**Work instructions:** Which lines below contain the string "hand", with case counting? Copy each of them.

Stored items:

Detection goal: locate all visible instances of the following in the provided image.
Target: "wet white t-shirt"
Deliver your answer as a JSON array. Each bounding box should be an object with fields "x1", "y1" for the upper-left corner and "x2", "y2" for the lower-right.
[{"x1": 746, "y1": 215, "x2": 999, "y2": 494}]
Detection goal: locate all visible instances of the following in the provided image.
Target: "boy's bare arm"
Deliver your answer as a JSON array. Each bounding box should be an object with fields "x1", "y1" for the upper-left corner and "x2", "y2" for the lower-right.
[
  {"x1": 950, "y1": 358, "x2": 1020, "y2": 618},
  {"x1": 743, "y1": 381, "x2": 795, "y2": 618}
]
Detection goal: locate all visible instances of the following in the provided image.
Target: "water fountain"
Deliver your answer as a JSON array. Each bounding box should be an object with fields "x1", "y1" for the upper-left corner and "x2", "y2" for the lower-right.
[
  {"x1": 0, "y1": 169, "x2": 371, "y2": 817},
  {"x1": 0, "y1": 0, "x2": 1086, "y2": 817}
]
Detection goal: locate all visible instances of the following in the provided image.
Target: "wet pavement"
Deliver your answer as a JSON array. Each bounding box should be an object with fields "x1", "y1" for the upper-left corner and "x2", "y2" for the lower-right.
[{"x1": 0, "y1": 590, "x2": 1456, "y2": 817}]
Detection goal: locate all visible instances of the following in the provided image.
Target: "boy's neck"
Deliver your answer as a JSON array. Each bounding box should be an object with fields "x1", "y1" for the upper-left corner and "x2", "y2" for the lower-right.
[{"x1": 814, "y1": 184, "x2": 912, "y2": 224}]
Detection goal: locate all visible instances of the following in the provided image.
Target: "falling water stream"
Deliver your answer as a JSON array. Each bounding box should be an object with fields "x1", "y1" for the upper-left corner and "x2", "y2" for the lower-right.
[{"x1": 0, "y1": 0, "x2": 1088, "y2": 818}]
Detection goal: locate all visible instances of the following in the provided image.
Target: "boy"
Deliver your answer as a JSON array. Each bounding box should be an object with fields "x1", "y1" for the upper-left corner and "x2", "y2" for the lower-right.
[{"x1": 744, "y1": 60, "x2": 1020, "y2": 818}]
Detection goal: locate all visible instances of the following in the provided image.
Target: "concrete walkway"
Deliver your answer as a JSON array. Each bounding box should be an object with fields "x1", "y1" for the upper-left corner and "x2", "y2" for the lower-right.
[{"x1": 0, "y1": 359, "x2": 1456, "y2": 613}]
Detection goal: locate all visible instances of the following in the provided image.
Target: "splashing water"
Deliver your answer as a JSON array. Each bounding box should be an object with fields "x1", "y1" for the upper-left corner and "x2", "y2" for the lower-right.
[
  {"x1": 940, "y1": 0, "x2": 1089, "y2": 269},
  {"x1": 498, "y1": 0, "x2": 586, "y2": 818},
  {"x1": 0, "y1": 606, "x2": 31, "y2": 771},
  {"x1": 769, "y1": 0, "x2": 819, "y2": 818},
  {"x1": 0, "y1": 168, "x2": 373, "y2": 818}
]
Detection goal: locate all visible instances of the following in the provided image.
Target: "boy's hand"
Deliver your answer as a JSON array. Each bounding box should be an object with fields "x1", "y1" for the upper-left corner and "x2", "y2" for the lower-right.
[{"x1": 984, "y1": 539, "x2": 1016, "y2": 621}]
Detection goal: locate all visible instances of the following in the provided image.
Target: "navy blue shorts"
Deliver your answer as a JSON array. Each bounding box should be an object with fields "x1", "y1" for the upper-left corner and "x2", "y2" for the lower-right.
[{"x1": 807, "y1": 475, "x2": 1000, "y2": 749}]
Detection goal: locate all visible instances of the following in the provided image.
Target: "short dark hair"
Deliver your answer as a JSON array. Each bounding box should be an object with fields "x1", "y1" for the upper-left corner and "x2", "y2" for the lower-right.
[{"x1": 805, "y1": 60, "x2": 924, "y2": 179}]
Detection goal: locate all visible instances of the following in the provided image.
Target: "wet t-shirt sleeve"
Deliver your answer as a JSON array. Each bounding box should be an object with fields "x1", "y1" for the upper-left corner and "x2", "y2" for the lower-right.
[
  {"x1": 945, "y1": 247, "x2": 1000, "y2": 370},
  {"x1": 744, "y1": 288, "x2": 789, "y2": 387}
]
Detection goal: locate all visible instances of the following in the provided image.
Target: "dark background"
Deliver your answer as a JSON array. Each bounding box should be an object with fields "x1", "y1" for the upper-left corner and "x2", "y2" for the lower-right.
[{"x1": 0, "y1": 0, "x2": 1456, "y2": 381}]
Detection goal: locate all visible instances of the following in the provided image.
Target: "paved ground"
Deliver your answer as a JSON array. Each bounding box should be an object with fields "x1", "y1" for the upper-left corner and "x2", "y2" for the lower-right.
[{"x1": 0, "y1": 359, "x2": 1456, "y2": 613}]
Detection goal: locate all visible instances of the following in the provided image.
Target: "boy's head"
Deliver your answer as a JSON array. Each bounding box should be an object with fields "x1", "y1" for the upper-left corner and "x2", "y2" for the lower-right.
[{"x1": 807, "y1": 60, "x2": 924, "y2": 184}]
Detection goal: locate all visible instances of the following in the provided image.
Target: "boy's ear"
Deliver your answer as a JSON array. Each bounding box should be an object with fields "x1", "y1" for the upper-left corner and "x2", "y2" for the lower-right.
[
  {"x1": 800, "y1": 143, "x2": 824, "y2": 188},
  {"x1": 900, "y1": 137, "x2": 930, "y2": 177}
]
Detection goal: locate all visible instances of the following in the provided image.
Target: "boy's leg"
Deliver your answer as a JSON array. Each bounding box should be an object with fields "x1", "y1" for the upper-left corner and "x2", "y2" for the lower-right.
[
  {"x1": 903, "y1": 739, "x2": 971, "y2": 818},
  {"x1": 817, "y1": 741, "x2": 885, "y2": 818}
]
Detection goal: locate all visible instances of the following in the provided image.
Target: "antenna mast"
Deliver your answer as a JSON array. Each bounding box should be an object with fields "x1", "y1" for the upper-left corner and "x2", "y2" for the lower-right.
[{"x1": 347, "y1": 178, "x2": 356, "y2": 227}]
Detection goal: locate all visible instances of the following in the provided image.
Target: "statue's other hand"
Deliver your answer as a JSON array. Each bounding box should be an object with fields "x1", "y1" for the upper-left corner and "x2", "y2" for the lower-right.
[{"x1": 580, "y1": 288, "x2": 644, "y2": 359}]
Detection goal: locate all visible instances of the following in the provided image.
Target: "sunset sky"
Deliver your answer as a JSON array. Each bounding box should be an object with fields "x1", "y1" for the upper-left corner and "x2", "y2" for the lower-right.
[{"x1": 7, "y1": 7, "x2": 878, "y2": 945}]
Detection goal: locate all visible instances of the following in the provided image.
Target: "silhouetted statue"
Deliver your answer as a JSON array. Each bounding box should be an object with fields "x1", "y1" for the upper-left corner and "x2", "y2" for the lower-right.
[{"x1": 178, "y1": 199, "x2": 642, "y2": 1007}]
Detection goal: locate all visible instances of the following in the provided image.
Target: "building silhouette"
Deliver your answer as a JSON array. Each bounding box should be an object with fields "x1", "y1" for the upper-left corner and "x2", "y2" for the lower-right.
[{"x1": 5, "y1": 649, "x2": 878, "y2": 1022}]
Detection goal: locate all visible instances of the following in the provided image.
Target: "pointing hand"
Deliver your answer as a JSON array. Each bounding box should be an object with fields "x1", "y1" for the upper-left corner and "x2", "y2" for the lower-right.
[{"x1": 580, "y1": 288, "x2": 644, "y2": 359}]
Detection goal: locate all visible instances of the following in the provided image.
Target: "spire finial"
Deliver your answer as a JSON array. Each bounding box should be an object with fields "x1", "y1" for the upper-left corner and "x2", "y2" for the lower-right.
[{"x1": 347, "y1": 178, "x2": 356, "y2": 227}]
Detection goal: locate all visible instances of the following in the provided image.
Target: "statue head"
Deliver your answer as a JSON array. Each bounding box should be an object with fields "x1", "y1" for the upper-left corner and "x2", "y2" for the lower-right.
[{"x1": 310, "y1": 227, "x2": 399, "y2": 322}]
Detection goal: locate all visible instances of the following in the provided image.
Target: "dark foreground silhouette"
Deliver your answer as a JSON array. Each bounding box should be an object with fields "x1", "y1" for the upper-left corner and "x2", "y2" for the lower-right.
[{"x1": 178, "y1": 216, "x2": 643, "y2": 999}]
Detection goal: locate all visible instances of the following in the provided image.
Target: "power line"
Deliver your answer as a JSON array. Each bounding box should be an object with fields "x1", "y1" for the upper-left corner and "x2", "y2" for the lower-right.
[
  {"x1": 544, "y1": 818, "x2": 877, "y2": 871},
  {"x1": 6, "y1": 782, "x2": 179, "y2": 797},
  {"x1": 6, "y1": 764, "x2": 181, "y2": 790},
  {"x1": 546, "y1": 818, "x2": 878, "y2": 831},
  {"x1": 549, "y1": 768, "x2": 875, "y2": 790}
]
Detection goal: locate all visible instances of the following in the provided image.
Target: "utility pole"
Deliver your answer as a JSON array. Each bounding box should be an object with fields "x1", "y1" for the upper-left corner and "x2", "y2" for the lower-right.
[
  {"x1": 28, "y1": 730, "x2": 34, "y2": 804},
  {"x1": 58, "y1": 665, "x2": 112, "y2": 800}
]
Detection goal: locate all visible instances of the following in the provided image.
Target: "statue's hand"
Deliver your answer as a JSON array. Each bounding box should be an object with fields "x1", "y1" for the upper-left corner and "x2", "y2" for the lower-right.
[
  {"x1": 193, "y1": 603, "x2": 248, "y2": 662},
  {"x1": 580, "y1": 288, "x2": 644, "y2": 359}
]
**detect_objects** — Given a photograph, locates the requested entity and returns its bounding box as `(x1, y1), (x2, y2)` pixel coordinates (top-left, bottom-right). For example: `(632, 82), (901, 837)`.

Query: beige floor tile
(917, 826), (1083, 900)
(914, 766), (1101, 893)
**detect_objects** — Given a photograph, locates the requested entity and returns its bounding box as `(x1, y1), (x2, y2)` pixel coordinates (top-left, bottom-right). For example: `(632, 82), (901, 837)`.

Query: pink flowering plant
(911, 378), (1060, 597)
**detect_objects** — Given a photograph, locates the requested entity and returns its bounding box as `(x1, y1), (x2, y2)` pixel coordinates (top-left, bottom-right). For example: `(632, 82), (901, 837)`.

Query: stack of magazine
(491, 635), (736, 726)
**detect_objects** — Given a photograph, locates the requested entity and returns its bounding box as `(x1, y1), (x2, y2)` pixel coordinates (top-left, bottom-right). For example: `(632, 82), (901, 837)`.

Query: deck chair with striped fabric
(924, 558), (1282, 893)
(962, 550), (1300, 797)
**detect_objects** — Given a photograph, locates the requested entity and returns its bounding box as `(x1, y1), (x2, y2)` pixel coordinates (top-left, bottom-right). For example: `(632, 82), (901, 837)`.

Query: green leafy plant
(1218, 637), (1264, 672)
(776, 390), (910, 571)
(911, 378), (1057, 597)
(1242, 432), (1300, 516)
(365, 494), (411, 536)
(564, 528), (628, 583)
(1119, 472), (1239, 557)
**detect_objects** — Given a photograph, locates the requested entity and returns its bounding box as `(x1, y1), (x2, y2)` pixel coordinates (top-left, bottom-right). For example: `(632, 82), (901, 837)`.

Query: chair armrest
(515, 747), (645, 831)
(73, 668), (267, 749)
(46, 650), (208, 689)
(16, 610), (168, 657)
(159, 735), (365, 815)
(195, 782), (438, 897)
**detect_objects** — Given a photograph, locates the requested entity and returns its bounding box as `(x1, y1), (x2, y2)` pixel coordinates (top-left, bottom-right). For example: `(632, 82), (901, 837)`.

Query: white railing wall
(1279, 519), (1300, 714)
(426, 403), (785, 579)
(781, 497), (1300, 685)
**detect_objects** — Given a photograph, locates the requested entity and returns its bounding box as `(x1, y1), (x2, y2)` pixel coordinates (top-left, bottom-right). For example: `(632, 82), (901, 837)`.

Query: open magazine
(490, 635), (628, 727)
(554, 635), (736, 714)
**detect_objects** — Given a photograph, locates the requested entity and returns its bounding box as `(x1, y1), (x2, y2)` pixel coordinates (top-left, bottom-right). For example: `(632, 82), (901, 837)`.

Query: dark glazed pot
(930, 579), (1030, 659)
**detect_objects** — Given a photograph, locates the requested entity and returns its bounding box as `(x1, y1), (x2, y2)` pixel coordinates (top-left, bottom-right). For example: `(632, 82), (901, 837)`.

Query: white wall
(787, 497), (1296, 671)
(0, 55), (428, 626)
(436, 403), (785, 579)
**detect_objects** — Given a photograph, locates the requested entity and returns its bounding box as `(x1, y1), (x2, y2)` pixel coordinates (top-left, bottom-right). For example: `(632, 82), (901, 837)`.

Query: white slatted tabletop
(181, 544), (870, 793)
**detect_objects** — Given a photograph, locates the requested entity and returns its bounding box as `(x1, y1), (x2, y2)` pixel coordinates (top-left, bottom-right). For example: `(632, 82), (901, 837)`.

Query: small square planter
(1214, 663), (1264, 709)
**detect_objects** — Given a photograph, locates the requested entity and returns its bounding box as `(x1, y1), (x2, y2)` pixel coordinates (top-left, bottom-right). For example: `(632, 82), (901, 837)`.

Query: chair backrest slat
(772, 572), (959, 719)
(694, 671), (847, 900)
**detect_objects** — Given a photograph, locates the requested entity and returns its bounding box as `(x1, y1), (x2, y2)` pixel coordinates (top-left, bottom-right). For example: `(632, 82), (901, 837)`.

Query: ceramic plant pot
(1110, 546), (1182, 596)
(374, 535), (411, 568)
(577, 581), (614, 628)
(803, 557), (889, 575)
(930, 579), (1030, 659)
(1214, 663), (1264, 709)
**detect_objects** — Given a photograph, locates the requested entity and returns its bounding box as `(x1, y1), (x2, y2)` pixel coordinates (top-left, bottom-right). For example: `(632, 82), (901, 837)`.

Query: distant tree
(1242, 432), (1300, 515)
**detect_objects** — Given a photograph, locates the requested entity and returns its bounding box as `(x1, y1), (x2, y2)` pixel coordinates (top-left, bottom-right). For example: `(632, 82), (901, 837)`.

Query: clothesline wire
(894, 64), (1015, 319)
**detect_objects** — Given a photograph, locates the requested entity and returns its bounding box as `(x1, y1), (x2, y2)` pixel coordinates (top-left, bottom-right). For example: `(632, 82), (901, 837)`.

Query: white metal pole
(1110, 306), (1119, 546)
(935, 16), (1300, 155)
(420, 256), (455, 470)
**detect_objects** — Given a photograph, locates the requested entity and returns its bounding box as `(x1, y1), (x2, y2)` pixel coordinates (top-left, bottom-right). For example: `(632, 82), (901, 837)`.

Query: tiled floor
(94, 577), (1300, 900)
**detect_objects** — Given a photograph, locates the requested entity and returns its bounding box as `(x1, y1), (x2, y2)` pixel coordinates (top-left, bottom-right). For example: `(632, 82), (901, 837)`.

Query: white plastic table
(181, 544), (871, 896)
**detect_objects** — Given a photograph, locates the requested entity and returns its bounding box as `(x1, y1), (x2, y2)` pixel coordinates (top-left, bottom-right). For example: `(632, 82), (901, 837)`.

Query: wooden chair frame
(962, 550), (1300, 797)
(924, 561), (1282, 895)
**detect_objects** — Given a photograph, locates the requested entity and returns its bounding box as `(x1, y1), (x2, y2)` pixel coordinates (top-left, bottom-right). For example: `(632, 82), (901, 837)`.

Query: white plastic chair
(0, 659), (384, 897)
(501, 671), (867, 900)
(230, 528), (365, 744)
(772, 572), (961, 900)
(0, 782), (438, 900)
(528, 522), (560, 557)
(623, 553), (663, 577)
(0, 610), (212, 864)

**Task output:**
Target: "boy's hand"
Target: "statue's other hand"
Target: "pointing hand"
Target: "statue's hand"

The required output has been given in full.